**Tasks for this exercise:**
**A.** According to the news report on the workplace poisoning investigation, what substance did the police laboratory tests identify?
**B.** Carry on the news report about the workplace poisoning investigation from the point where it stops.

**Passage for review:**

________________________

German police are reviewing the suspicious deaths of 21 engineering workers -- dating back nearly two decades -- after one of their co-workers was allegedly caught on camera trying to poison a colleague’s lunch.
The authorities launched an investigation after finding quicksilver, lead and cadmium at the 56-year-old suspect’s home following the alleged attempted poisoning at the metal fitting firm in the small northwestern town of Schloss Holte-Stukenbrock.
The 26-year-old colleague, whom authorities have not named, noticed a suspicious, unknown white powder on his sandwich and reported it to his manager, Achim Ridder, a spokesman for the Bielefeld Police, told ABC News.
The company then installed a CCTV camera in the lunch break room. On two more occasions, the footage allegedly showed the 56-year-old suspect opening his colleague's lunch box and sprinkling something on the sandwiches during lunch breaks, police said.
After seeing the video with the alleged poisoning, the company contacted police.
The suspect, named only as Klaus O, was arrested on May 16, after police searched his apartment and found toxic chemicals such as mercury, quicksilver, lead and cadmium, Ridder said.
(MORE: Police: 25 injured in building explosion in Germany )“Two days later, we got tests back from our criminal police laboratory in Dusseldorf, which showed it was lead acetate, a poison that could have caused severe organ damage,” Ridder said.
Tilo Blechinger, manager of the metal fittings firm, ARI Armaturen, initially believed the alleged sprinkling of a substance on the co-worker's food was a joke.
“In the beginning, we thought it was a misconceived prank between co-workers, and not a murder attempt,” Blechinger told DPA, a German news agency.

________________________

Dataset entries:

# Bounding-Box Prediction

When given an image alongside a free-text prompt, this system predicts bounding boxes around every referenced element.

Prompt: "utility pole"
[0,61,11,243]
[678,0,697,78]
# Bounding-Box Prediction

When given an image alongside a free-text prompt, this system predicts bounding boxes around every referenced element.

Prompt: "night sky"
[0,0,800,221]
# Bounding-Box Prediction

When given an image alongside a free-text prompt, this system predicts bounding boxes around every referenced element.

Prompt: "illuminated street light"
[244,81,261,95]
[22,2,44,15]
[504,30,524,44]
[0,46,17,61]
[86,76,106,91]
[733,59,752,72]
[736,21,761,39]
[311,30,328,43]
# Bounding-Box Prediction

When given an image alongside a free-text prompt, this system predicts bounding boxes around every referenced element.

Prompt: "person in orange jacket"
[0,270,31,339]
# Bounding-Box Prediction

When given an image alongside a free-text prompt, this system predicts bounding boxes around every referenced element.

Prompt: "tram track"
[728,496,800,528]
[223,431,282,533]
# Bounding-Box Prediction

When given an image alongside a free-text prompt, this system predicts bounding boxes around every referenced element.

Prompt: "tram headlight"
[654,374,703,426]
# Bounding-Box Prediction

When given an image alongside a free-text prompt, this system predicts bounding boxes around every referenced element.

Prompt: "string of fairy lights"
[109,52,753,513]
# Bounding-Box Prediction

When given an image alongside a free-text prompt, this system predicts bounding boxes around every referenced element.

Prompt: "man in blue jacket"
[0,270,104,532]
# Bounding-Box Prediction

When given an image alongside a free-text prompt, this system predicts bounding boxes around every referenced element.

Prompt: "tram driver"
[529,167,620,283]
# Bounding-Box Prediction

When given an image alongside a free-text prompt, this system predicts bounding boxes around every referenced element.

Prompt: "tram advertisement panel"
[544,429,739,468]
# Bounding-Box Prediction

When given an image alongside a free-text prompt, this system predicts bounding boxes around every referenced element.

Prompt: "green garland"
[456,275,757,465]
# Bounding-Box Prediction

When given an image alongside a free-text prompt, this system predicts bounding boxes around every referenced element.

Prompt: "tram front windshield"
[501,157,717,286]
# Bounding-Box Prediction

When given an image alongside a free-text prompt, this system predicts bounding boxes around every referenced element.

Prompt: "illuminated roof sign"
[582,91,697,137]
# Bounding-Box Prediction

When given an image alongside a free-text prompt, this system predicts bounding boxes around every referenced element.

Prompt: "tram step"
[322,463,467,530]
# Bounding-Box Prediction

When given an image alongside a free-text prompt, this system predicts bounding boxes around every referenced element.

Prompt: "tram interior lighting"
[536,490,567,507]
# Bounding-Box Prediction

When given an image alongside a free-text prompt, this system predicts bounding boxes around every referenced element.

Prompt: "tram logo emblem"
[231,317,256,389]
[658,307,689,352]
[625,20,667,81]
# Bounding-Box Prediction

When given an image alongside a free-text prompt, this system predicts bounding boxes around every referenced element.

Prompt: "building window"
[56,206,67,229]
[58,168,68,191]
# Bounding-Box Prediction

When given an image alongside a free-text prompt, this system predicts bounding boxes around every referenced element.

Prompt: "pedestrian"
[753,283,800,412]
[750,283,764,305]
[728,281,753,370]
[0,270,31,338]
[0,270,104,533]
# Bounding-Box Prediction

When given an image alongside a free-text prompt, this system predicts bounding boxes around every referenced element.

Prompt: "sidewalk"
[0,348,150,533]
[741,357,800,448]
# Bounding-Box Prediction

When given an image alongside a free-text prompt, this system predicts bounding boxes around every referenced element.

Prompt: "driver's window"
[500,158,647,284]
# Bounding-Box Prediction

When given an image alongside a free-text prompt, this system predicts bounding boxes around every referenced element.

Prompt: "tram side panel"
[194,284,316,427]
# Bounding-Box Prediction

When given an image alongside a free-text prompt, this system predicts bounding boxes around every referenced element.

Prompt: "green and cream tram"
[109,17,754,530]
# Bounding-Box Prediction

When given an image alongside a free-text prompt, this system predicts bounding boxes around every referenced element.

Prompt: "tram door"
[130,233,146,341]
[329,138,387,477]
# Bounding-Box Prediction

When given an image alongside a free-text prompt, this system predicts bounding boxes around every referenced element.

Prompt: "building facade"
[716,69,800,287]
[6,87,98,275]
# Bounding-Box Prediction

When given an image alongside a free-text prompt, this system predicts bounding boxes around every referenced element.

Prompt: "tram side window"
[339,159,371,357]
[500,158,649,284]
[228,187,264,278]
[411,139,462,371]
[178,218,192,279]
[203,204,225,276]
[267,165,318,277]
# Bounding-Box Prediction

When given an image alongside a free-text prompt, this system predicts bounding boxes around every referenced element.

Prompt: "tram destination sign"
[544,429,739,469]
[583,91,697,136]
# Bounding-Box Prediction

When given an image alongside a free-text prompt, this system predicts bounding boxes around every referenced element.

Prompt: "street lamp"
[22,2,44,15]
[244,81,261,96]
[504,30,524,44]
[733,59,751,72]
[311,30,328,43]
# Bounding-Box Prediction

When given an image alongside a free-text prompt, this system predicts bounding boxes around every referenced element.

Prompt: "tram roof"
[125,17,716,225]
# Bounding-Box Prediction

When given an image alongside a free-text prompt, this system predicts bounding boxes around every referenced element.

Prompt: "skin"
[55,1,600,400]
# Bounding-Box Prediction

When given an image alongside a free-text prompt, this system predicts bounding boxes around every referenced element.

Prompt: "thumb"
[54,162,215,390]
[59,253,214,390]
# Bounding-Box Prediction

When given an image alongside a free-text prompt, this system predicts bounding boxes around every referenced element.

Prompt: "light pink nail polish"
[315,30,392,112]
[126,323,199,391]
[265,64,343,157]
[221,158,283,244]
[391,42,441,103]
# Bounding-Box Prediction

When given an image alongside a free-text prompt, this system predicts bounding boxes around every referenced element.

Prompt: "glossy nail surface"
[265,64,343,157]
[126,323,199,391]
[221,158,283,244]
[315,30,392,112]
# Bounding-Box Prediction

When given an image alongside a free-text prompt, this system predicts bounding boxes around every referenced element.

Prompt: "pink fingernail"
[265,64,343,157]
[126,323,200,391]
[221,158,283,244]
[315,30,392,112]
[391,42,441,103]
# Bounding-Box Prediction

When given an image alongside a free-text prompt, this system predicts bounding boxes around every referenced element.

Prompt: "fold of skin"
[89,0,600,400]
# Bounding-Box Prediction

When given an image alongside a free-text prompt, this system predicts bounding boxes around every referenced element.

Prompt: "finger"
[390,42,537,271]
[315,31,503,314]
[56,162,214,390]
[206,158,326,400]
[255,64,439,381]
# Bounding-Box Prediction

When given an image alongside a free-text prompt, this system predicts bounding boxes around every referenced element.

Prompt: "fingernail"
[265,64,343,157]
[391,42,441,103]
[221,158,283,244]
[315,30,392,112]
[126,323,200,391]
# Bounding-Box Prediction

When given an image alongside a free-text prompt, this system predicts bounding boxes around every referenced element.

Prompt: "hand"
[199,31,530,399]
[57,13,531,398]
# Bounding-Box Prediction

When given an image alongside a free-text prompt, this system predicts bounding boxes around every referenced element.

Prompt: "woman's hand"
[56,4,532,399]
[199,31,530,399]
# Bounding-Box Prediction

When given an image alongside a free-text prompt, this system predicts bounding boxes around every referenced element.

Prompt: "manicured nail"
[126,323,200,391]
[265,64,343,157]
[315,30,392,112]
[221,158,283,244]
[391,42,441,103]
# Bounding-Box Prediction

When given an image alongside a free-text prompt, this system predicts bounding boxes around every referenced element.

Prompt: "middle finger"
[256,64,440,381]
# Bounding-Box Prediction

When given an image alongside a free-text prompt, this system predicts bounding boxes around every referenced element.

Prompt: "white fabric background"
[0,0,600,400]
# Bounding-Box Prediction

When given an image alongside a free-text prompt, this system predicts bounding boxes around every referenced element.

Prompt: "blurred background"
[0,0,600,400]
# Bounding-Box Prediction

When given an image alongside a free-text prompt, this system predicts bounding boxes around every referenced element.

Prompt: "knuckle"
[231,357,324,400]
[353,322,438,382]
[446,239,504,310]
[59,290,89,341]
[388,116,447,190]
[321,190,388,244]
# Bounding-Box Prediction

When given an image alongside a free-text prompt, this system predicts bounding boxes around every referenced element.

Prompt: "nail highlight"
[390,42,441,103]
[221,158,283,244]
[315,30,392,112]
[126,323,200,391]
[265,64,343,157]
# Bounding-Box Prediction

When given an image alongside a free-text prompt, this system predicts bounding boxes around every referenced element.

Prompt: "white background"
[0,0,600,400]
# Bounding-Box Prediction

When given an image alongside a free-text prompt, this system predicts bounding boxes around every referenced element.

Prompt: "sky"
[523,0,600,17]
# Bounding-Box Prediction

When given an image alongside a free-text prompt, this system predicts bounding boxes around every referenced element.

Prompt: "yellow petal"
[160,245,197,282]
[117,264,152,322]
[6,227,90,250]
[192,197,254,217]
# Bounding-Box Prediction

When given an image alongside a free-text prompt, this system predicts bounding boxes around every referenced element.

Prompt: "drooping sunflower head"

________________________

**Exercise answers:**
**A.** Lead acetate

**B.**
He described the suspect, who he said worked for the company for 38 years, as “conspicuously inconspicuous.”
Authorities widened their investigation after the alleged poisoning attempt of the co-worker. That probe uncovered a total of 21 cases, dating back to 2000, of employees at the same company who had died under suspicious circumstances.
Those workers died mostly of heart attacks or cancer, conditions that could have been caused by heavy metal poisoning, authorities said.
Investigators will question relatives of those workers who died and the doctors who treated them.
“We hope to have [the] first results in several weeks, as some family members and several doctors are on holidays now,” Ridder said. “And some of their bodies might have to be exhumed and examined for traces of poison.”
Separately, an ARI Armaturen employee is in a coma while another is on permanent dialysis, according to a police spokesman. Authorities suspect they may have been poisoned, too.
“Klaus O remained silent about the allegations and his alleged motive is still unclear,” Ridder said. “And he is not a chemist.”